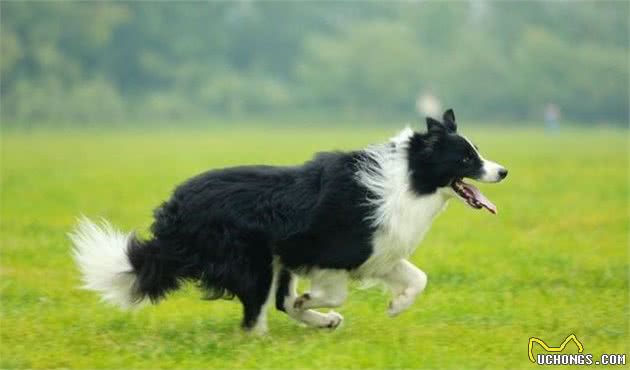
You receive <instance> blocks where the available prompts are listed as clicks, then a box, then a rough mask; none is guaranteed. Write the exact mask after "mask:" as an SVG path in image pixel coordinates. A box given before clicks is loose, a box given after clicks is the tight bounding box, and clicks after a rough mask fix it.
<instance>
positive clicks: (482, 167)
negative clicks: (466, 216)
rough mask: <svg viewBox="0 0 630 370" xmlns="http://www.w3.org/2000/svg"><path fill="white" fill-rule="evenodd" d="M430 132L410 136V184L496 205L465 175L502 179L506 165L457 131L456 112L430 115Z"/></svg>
mask: <svg viewBox="0 0 630 370" xmlns="http://www.w3.org/2000/svg"><path fill="white" fill-rule="evenodd" d="M426 121H427V132H425V133H419V132H415V133H414V134H413V135H412V136H411V137H410V138H409V147H408V150H409V154H408V160H409V169H410V171H411V174H410V175H411V186H412V188H413V190H414V191H415V192H416V193H418V194H431V193H434V192H438V191H439V192H442V193H443V194H446V195H448V196H453V197H457V198H459V199H460V200H462V201H464V202H465V203H467V204H468V205H469V206H471V207H473V208H476V209H481V208H486V209H488V210H489V211H490V212H492V213H496V211H497V209H496V207H495V206H494V204H492V202H490V200H488V199H487V198H486V197H485V196H484V195H483V194H482V193H481V192H480V191H479V189H477V188H476V187H475V186H473V185H471V184H468V183H465V182H464V181H463V178H469V179H473V180H477V181H481V182H499V181H501V180H503V179H504V178H505V177H506V176H507V173H508V171H507V169H506V168H505V167H503V166H501V165H499V164H497V163H495V162H492V161H489V160H487V159H485V158H483V157H482V156H481V154H480V153H479V148H477V147H476V146H475V145H474V144H473V143H472V142H471V141H470V140H468V139H467V138H465V137H464V136H461V135H459V134H458V133H457V123H456V121H455V113H454V112H453V110H452V109H449V110H447V111H446V112H444V115H443V117H442V121H438V120H435V119H433V118H430V117H429V118H427V120H426Z"/></svg>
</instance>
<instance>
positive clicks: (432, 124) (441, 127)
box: [427, 117, 446, 133]
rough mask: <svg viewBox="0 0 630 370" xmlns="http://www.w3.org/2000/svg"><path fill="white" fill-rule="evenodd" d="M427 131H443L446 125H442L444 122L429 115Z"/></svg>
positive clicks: (435, 131) (428, 118)
mask: <svg viewBox="0 0 630 370" xmlns="http://www.w3.org/2000/svg"><path fill="white" fill-rule="evenodd" d="M427 131H428V132H435V133H445V132H446V127H445V126H444V124H442V122H440V121H438V120H436V119H433V118H431V117H427Z"/></svg>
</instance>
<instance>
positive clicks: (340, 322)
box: [322, 311, 343, 329]
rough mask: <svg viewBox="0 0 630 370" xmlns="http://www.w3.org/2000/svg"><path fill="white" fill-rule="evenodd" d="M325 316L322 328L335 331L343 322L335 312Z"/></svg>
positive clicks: (339, 315)
mask: <svg viewBox="0 0 630 370" xmlns="http://www.w3.org/2000/svg"><path fill="white" fill-rule="evenodd" d="M325 316H326V319H325V320H324V322H323V325H322V327H323V328H330V329H336V328H337V327H338V326H339V325H341V323H342V322H343V316H341V315H340V314H339V313H337V312H335V311H329V312H328V313H327V314H326V315H325Z"/></svg>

— Written task —
Repeat the lines above, from the one containing "131H443L446 125H442L444 122L429" to the final line, word for word and with nothing else.

— Expected output —
rough mask: <svg viewBox="0 0 630 370" xmlns="http://www.w3.org/2000/svg"><path fill="white" fill-rule="evenodd" d="M427 131H443L446 125H442L444 122L429 115Z"/></svg>
positive clicks: (435, 131) (428, 118)
mask: <svg viewBox="0 0 630 370" xmlns="http://www.w3.org/2000/svg"><path fill="white" fill-rule="evenodd" d="M427 131H428V132H435V133H445V132H446V127H445V126H444V124H442V122H440V121H438V120H436V119H433V118H431V117H427Z"/></svg>
</instance>
<instance>
positive clicks: (340, 322)
box: [322, 311, 343, 329]
rough mask: <svg viewBox="0 0 630 370" xmlns="http://www.w3.org/2000/svg"><path fill="white" fill-rule="evenodd" d="M325 316L322 328L335 331L343 322L335 312Z"/></svg>
positive clicks: (339, 315)
mask: <svg viewBox="0 0 630 370" xmlns="http://www.w3.org/2000/svg"><path fill="white" fill-rule="evenodd" d="M325 316H326V319H325V320H324V322H323V325H322V327H323V328H330V329H336V328H337V327H338V326H339V325H341V323H342V322H343V316H341V315H340V314H339V313H337V312H335V311H329V312H328V313H327V314H326V315H325Z"/></svg>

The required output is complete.